Copy the lines below word for word, everything from the start of the material down to the line containing "top-left (490, 447), bottom-right (547, 544)", with both of those lines included.
## START Given data
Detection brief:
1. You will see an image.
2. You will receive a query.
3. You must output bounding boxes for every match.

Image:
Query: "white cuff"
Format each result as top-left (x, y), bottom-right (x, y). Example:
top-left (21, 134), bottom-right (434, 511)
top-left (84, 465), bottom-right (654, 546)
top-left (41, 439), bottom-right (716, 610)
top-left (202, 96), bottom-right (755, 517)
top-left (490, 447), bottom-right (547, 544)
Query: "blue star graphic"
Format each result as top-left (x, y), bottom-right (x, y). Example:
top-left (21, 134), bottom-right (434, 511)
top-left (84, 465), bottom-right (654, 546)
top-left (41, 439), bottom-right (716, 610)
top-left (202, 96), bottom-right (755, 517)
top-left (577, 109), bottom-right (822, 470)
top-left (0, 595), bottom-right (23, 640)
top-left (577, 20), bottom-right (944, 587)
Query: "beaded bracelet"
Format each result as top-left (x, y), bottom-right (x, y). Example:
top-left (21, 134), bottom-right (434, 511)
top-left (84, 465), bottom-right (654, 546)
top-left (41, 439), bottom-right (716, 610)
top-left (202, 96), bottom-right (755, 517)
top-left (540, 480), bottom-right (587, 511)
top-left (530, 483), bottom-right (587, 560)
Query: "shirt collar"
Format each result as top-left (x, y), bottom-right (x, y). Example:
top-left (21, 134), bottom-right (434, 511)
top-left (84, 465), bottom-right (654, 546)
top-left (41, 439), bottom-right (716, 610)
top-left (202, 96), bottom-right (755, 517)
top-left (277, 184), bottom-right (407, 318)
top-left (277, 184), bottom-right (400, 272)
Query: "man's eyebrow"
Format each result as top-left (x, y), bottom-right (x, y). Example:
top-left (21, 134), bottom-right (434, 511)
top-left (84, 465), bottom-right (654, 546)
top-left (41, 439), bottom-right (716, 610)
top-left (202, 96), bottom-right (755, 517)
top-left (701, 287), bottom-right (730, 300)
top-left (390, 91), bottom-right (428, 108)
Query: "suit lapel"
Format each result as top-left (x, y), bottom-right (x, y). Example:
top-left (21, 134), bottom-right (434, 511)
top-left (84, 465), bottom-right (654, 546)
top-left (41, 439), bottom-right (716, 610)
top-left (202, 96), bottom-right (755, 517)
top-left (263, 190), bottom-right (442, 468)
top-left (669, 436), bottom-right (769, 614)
## END Given data
◆ **Answer to the problem**
Detection brief:
1. You will see an image.
2. You will receive a query.
3. You must output bounding boxes for every match.

Image:
Query: "white cuff"
Format each result as top-left (x, y), bottom-right (x, y). Example:
top-left (21, 134), bottom-right (434, 511)
top-left (84, 465), bottom-right (654, 546)
top-left (41, 439), bottom-right (716, 610)
top-left (202, 96), bottom-right (755, 517)
top-left (490, 447), bottom-right (547, 544)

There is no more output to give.